- **TASK OBJECTIVE**: Search the data for the word "positive". Reproduce every line where it is found.

- **DATA**:
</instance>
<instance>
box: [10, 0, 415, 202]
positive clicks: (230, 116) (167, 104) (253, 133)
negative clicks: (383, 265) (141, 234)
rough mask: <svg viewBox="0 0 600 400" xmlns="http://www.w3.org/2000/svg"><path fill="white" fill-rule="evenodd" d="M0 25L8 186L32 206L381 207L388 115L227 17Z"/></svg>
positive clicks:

- **YOUR RESPONSE**:
positive clicks: (230, 116) (167, 104) (253, 133)
positive clicks:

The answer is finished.